Tasks and exercises:
1. Answer these three questions using the Pearl Harbor text, one answer per line:
(a) How many bombers made up the second wave?
(b) How many civilians were killed?
(c) On which ship was Loney Jacques serving when the attack began?
2. List every person named in the Pearl Harbor text.
3. Write the next few sentences of the Pearl Harbor text, picking up right after its last sentence.
** BEGIN Selected excerpt **
Eleven minutes after the attack began, Japanese pilots, conducting their task with a single objective, had systematically laid waste to the “majority of U.S. fighter planes” on America’s most fortified base in the Pacific and a large portion of its sea craft. A second wave of nearly 170 bombers followed, carrying payloads that would compound the chaos, turning a seaworthy flotilla to flotsam, including the U.S.S Arizona, perhaps the most iconic vessel of that moment.

The enemy, now gone, left nothing but smoke, agony and death in its wake. The nightmare’s death toll: 2,403 mostly young men dead, another 1,178 injured. By service, the lives of 2,008 sailors, 218 soldiers and airmen and 109 marines ended that Sunday morning. Another 68 civilians were also killed.

The U.S.S. Arizona, while only a single shard of that day’s carnage 81 years ago, is perhaps the most iconic ele- ment of the Pearl Harbor Memorial. Today, oil still seeps from the ship that remains submerged in the harbor. Still on board are the remains of more than 900 sailors, many who were still asleep when the attack began. Among them are 23 sets of brothers. Thomas Augusta Free and his son, William Thomas Free, father-son crew mates, also remain entombed. But the ship is only one symbol of that tragic day.

New Mexico native Loney Jacques was a 25-year-old Chief Petty Officer serving on board the U.S.S. Oklahoma when the attack began, said his daughter Anita Endres. “He was in the engine room,” she said when the attack first began. “He survived because he disobeyed an order.”
** END Selected excerpt **
** BEGIN Material shown **
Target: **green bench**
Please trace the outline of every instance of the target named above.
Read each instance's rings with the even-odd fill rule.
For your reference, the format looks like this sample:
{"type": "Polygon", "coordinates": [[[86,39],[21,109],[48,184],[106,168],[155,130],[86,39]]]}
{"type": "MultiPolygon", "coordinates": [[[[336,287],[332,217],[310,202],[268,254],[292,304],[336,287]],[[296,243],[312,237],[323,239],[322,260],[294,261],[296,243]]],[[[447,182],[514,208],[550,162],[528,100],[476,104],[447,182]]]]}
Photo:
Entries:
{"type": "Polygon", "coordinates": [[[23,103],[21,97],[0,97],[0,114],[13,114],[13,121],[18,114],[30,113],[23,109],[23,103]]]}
** END Material shown **
Responses by task:
1.
(a) Nearly 170
(b) 68
(c) The U.S.S. Oklahoma

2.
Thomas Augusta Free
William Thomas Free
Loney Jacques
Anita Endres

3.
The order, Endres said from her home in Edmond, Oklahoma, was to “batten down the hatches so the ship wouldn’t sink.” But thinking the first explosions would not be the last, he and another sailor working with him found an escape route and climbed to the deck. Fifteen other sailors working nearby did not escape. Scores of other sailors also died when they were trapped on the sinking vessel.

When Jacques and his shipmate emerged from their climb, the ship had already begun to list and slowly sink. Their only chance at survival was to jump overboard where, luckily, they were rescued by a nearby PT boat, said Endres. Others who’d also jumped from the ship into the oil stained and now burning water were not so lucky. Some drowned, an unknown number soaked in the oily and scalding water burned to death. There were others, like Jacques and his shipmate, who were also res- cued by PT boat crews.

Jacques remained in the Navy, making it his career. But the horror of the attack, the helplessness in not being able to help crewmates, perhaps a survivor’s guilt, followed him the rest of his life suspects his daughter. “He felt so bad for the men,” Endres said.

His naval career as a recruiter took him from state to state but, his daughter said, he could never hide from nor escape the real time horror of that single day. It clung to him like a curse. During his Navy career, Endres said, no one knew about PTSD, but the depression he lived with, she believes, was post-traumatic stress disorder. It was a permanent shadow each day of his life, she said.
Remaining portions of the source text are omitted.